*What you will do:*
Count the lines in the entries below that contain the string "dark", treating uppercase and lowercase letters as distinct, and give only that number.

============

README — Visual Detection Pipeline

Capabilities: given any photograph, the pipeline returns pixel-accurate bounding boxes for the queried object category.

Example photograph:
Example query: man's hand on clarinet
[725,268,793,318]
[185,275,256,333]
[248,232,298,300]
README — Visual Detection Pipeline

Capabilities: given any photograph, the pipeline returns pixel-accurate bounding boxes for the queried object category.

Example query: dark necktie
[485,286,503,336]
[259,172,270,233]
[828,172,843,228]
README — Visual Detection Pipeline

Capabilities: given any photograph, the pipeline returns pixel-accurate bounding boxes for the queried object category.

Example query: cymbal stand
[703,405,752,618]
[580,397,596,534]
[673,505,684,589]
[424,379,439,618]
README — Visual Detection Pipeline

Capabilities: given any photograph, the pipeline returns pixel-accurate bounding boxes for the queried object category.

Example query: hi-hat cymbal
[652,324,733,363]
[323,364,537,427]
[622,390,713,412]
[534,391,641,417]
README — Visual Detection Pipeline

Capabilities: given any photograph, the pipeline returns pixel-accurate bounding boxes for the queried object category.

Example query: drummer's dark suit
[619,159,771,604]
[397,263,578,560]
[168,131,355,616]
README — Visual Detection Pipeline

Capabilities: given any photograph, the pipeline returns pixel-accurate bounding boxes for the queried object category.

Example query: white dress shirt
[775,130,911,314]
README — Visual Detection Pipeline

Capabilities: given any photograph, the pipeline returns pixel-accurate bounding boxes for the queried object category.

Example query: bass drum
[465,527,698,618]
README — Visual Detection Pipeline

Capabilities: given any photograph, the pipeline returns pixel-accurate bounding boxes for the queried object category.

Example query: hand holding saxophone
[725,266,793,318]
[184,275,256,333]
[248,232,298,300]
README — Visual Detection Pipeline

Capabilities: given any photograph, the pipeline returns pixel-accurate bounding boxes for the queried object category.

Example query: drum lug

============

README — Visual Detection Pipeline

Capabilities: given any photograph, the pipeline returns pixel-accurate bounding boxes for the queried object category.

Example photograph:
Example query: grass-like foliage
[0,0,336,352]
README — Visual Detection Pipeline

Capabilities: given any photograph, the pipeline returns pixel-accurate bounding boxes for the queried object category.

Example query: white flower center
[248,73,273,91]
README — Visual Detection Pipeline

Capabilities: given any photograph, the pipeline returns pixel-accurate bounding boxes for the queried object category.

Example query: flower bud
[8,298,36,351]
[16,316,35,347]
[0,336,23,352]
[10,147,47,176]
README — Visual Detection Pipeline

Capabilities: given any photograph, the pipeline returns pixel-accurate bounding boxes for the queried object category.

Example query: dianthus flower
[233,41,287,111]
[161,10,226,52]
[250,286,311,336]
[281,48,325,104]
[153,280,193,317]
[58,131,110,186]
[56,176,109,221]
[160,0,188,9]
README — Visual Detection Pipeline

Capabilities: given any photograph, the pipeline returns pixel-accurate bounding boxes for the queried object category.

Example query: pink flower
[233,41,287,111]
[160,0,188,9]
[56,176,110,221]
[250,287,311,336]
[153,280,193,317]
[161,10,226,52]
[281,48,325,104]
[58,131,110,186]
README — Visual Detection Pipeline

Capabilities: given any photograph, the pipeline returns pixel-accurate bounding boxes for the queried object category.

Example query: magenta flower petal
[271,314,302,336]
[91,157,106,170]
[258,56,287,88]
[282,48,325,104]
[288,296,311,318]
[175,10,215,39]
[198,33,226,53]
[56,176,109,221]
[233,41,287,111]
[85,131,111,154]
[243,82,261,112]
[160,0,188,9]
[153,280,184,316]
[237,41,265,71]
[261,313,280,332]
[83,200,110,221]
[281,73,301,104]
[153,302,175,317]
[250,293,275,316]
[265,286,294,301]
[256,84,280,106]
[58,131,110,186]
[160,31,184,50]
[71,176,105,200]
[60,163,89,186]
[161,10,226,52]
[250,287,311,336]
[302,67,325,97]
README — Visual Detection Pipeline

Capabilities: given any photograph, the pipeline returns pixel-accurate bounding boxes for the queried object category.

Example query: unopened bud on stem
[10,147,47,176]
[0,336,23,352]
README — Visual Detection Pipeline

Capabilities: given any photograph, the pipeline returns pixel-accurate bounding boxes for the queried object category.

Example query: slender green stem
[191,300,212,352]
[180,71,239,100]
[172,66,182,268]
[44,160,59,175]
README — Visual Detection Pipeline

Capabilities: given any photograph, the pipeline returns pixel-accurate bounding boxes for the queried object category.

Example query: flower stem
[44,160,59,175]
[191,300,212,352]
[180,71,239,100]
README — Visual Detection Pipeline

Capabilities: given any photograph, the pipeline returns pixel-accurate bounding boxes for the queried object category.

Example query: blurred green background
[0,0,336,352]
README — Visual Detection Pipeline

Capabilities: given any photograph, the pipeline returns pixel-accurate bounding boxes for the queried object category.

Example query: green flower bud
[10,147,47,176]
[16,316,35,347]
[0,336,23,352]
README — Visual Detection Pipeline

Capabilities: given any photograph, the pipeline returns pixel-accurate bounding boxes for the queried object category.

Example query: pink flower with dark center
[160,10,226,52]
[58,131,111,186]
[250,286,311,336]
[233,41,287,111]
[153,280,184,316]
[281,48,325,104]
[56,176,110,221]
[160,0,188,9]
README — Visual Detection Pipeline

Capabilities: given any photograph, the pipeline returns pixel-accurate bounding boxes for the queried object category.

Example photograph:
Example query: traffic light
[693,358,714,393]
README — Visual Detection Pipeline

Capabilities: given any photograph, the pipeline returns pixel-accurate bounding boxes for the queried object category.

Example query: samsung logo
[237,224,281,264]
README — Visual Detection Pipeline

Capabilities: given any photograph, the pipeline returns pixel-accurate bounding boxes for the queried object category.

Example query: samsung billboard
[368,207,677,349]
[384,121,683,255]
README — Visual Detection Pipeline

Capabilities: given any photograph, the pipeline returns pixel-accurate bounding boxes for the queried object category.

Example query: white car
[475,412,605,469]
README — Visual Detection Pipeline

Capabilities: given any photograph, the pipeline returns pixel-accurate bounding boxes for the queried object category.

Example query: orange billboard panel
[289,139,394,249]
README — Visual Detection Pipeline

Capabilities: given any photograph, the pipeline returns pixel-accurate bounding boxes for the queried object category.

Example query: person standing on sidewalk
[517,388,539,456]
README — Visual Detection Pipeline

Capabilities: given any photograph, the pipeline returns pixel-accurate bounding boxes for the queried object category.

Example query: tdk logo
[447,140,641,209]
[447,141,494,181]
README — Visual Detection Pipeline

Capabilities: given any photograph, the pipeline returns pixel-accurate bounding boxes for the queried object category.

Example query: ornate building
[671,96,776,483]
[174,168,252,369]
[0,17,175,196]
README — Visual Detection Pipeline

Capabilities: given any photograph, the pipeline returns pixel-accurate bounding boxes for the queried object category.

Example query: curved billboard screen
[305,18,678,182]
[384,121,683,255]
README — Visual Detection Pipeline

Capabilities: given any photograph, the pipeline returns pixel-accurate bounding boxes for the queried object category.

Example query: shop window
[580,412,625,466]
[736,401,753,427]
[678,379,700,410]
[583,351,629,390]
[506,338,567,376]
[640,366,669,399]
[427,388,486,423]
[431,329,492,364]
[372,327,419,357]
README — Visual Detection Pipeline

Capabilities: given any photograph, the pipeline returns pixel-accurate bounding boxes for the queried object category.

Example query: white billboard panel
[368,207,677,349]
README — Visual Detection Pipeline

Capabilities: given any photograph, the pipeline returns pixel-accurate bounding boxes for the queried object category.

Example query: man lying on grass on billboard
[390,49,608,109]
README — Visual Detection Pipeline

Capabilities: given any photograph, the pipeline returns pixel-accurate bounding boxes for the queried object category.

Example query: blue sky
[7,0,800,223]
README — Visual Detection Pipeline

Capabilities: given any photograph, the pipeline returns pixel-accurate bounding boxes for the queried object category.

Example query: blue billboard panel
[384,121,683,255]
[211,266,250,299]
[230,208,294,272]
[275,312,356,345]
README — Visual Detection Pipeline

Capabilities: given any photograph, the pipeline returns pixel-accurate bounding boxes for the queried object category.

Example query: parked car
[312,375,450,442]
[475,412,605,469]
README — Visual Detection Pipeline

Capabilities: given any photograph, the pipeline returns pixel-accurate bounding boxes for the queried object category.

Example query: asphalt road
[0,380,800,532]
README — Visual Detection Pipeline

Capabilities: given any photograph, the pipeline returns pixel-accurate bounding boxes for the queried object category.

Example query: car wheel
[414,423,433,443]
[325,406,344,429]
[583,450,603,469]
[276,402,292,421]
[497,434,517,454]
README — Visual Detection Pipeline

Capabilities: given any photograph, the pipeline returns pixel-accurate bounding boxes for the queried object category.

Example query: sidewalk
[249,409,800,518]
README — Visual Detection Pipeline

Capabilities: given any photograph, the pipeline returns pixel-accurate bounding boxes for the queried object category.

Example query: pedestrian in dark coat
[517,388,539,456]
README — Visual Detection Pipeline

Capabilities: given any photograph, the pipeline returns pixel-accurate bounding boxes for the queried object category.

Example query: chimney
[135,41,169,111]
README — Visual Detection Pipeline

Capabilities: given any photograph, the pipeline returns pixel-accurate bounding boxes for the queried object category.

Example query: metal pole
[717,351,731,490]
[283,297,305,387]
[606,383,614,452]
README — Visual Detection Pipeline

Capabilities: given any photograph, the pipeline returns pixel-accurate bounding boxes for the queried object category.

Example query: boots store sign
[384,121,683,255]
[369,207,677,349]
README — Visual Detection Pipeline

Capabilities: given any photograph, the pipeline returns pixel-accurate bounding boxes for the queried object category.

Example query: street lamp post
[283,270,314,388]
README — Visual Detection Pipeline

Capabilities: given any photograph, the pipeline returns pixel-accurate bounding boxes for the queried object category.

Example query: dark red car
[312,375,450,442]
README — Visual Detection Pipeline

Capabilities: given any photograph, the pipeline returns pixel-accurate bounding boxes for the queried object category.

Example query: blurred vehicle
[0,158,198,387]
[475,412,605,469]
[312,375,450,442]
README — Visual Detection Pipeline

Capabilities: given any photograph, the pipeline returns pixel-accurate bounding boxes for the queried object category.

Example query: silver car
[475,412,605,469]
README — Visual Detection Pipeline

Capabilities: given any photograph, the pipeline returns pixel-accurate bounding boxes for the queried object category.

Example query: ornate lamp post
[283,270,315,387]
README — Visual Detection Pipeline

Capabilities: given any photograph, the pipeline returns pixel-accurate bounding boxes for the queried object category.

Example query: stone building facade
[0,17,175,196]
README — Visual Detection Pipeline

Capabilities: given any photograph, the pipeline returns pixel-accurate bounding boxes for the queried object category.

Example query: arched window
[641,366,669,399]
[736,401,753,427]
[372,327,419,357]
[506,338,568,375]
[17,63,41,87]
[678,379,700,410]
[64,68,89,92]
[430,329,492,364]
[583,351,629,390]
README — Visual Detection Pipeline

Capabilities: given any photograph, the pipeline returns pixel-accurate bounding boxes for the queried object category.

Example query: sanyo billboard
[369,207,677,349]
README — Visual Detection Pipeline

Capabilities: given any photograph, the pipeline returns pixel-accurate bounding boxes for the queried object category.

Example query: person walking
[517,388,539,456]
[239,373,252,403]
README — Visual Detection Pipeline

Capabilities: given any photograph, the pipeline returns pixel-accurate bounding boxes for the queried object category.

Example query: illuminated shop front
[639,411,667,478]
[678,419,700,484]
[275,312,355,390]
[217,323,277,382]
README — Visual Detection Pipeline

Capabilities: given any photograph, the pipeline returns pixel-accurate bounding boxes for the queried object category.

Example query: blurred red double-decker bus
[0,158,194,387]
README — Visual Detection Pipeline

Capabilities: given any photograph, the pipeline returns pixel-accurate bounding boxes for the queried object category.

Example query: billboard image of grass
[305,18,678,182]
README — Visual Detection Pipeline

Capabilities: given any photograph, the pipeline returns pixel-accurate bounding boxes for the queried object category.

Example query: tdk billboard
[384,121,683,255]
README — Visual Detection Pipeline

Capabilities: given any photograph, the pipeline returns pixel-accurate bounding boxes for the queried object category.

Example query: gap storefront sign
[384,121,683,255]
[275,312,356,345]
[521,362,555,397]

============

*Finished answer:*
5